** Begin **
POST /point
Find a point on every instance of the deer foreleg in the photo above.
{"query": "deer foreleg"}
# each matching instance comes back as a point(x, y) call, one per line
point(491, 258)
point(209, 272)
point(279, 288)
** End **
» **PROBLEM TO WORK ON**
Can you output each line of the data above as a JSON array of strings, one string per line, with any blank lines left out?

» **RESPONSE FOR THIS EXERCISE**
[
  "POST /point",
  "Find a point on every instance of the deer foreleg in the photo above.",
  "{\"query\": \"deer foreleg\"}",
  "# each matching instance comes back as a point(x, y) call, one per line",
  "point(491, 258)",
  "point(209, 272)",
  "point(279, 288)"
]